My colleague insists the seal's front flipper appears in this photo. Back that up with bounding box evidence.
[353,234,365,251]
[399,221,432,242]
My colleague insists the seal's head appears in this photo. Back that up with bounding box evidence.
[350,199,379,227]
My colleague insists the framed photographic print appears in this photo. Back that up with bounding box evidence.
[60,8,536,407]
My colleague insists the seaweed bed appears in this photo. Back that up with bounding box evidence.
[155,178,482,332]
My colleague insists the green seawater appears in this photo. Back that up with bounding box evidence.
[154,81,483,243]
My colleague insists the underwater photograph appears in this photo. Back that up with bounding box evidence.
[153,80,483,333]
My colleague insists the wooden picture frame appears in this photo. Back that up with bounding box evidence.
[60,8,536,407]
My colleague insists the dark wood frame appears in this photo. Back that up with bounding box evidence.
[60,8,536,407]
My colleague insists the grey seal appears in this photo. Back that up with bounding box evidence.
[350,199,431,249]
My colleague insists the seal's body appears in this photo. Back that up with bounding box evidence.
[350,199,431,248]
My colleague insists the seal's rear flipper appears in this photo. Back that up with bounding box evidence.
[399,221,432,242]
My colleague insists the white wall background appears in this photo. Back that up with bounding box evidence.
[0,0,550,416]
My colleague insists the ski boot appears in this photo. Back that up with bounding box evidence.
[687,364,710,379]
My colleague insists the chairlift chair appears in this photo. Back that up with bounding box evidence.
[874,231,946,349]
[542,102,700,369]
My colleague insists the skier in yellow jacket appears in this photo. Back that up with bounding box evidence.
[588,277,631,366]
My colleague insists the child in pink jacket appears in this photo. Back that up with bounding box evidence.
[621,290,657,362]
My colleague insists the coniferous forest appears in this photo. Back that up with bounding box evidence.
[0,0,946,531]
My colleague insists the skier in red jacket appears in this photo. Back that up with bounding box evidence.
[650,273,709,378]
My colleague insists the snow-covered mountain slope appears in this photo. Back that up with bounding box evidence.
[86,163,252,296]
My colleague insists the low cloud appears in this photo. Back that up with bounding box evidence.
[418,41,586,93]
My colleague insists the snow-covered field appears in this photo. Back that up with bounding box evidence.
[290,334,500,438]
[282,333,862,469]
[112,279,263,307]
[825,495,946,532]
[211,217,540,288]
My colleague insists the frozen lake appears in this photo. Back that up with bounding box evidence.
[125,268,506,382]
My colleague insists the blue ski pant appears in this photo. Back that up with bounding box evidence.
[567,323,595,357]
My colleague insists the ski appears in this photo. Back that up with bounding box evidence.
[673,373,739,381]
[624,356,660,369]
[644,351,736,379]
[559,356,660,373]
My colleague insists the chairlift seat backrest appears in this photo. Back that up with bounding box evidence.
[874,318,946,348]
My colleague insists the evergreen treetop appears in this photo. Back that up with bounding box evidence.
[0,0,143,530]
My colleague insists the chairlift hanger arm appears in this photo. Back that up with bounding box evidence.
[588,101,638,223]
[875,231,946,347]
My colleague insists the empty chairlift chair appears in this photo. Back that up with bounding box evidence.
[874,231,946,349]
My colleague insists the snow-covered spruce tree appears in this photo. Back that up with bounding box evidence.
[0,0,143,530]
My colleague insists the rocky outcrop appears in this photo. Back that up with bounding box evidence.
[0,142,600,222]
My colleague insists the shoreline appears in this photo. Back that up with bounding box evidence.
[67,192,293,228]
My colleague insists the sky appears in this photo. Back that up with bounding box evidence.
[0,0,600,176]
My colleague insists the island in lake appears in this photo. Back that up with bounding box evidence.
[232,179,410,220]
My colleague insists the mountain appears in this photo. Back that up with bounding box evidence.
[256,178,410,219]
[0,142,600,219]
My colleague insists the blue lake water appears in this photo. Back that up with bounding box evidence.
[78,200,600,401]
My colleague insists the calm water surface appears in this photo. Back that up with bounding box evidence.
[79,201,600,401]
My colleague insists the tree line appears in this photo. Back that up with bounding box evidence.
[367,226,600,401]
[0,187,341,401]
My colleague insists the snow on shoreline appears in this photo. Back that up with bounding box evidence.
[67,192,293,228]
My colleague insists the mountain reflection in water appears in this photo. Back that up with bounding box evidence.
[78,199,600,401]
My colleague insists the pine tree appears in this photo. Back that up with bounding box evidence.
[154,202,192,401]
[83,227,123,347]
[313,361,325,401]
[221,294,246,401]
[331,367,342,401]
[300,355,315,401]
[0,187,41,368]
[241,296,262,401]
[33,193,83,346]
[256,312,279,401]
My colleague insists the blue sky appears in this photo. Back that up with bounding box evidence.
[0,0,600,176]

▶ _TASK TO COMPLETE_:
Print the data word for word, from its first line through the line containing "[155,178,482,332]", inclusive.

▶ _OUTPUT FOR THIS EXERCISE_:
My colleague insists the seal's front flipper appears in this photo. Back that up with bounding box evidence.
[353,234,365,251]
[399,221,432,242]
My colleague insists the seal's head appears in this photo. Back that up with bounding box evidence.
[350,199,379,227]
My colleague insists the framed photographic print appears in this photo. Back that up with bounding box evidence.
[60,8,536,407]
My colleague insists the seaweed bed appears in this photo. Back that up with bounding box evidence.
[155,178,482,332]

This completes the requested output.